- Work to be completed
Please copy all of the entries exactly, but drop every picture.

BEGIN Given records

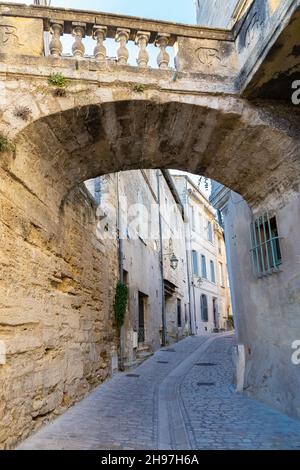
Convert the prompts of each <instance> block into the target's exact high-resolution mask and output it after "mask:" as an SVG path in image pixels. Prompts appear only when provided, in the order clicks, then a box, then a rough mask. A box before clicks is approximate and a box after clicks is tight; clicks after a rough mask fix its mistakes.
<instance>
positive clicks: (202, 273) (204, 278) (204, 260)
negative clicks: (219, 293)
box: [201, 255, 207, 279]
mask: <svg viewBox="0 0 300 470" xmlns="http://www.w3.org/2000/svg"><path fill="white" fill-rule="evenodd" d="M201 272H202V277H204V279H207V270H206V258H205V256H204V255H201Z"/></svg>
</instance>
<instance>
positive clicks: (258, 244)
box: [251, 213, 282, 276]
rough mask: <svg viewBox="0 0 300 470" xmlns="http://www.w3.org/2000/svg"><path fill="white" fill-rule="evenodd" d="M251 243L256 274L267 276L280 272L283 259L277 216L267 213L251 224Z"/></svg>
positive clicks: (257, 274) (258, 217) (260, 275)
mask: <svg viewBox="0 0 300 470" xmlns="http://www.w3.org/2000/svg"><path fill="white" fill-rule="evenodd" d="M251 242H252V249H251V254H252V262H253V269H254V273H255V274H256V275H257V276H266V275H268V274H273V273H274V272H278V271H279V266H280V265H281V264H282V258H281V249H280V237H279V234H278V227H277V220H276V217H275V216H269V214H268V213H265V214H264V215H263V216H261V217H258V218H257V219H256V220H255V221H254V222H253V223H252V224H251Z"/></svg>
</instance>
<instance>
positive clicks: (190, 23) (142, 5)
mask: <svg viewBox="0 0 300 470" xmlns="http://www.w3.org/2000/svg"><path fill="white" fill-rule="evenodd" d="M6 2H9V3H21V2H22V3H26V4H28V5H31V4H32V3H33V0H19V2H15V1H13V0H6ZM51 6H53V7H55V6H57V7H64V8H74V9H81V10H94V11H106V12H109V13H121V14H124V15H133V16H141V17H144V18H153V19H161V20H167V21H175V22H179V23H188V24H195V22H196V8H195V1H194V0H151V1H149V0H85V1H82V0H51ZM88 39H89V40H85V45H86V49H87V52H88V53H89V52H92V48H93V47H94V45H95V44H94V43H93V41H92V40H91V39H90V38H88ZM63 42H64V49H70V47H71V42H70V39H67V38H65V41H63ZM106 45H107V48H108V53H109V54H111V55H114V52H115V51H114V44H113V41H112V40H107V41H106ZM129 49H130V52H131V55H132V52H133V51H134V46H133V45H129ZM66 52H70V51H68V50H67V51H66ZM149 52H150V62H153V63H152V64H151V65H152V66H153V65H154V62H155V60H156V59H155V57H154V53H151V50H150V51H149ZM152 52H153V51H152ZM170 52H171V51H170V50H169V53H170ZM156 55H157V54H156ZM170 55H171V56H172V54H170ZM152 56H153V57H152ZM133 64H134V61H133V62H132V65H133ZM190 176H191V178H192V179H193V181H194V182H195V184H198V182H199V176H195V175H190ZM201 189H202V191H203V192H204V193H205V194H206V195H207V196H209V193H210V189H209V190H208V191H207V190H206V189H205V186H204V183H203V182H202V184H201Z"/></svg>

END Given records

- Response area
Convert the prompts of each <instance> block into the target's exact high-resolution mask and output it after "mask:" as an SVG path in image pixels. Prompts appear only when provided, in the order clicks, then a box, then a rough mask. A box before clicks is approximate and a box after clicks is tight; clicks after a rough mask fix its mistakes.
<instance>
positive clicks: (202, 273) (204, 278) (204, 260)
negative clicks: (219, 293)
box: [201, 255, 207, 279]
mask: <svg viewBox="0 0 300 470" xmlns="http://www.w3.org/2000/svg"><path fill="white" fill-rule="evenodd" d="M201 272H202V277H204V279H207V270H206V258H205V256H204V255H201Z"/></svg>
</instance>
<instance>
positive clicks: (258, 244)
box: [251, 213, 282, 276]
rough mask: <svg viewBox="0 0 300 470" xmlns="http://www.w3.org/2000/svg"><path fill="white" fill-rule="evenodd" d="M251 243L256 274L267 276L280 272L283 259L277 216L267 213L251 224Z"/></svg>
positive clicks: (257, 274) (258, 217) (260, 275)
mask: <svg viewBox="0 0 300 470" xmlns="http://www.w3.org/2000/svg"><path fill="white" fill-rule="evenodd" d="M251 242H252V249H251V254H252V262H253V269H254V273H255V274H256V275H257V276H266V275H268V274H273V273H274V272H278V271H279V266H280V265H281V264H282V258H281V249H280V237H279V234H278V227H277V220H276V217H275V216H269V214H268V213H265V214H264V215H263V216H261V217H258V218H257V219H256V220H255V221H254V222H253V223H252V224H251Z"/></svg>
</instance>
<instance>
positive clicks: (190, 23) (142, 5)
mask: <svg viewBox="0 0 300 470" xmlns="http://www.w3.org/2000/svg"><path fill="white" fill-rule="evenodd" d="M6 2H9V3H21V2H22V3H26V4H28V5H31V4H32V3H33V0H19V2H15V1H13V0H6ZM51 6H53V7H55V6H57V7H64V8H74V9H81V10H94V11H106V12H109V13H121V14H124V15H133V16H141V17H144V18H153V19H161V20H167V21H175V22H179V23H188V24H195V22H196V8H195V1H194V0H151V1H149V0H85V1H82V0H51ZM88 39H89V40H85V45H86V49H87V52H88V53H89V52H92V48H93V47H94V45H95V44H94V43H93V41H92V40H91V39H90V38H88ZM63 42H64V49H70V47H71V42H70V39H67V38H65V41H63ZM106 45H107V48H108V53H109V54H111V55H114V52H115V51H114V44H113V41H112V40H107V41H106ZM129 49H130V52H131V55H132V52H133V51H134V46H133V45H129ZM66 52H70V51H68V50H67V51H66ZM149 52H150V62H153V63H152V64H151V65H152V66H153V65H154V62H155V60H156V59H155V57H154V53H151V50H150V51H149ZM152 52H153V51H152ZM170 52H171V51H170V50H169V53H170ZM156 55H157V54H156ZM170 55H171V56H172V54H170ZM152 56H153V57H152ZM133 64H134V61H133V62H132V65H133ZM190 176H191V178H192V179H193V181H194V182H195V184H198V182H199V176H195V175H190ZM201 189H202V191H203V192H204V193H205V194H206V195H207V196H209V193H210V189H209V190H208V191H207V190H206V189H205V186H204V183H203V182H202V184H201Z"/></svg>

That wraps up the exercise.